%%
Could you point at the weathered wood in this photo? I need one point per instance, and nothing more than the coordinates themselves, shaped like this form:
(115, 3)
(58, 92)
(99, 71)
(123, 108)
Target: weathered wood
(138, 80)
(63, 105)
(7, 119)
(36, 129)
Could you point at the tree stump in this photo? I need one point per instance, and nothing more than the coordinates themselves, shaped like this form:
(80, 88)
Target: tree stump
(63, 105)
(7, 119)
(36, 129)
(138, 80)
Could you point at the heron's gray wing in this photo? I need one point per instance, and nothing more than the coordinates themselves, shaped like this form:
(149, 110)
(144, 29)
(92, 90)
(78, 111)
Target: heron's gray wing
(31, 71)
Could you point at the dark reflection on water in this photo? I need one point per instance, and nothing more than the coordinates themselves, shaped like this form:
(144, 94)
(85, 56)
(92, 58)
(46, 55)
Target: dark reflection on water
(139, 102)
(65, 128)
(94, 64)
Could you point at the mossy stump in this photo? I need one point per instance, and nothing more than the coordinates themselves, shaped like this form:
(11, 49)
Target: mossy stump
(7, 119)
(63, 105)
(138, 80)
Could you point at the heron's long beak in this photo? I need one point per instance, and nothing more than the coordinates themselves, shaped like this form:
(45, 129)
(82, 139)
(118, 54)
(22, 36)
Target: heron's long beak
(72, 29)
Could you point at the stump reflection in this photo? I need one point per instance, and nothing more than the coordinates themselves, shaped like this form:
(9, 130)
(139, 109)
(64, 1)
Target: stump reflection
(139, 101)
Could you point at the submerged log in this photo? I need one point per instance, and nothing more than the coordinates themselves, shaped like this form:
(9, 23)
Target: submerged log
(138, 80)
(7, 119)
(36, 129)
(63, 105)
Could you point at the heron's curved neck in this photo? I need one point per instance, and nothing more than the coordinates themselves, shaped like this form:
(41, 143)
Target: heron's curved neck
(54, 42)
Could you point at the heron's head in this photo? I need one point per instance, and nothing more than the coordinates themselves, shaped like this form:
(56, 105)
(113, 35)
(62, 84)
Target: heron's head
%%
» **Prompt**
Reproduce each line from the data that has "head" in it.

» **Problem solution**
Could you point at the heron's head in this photo? I need one point per instance, and nothing more than the coordinates themselves, shaped like this form:
Target: heron's head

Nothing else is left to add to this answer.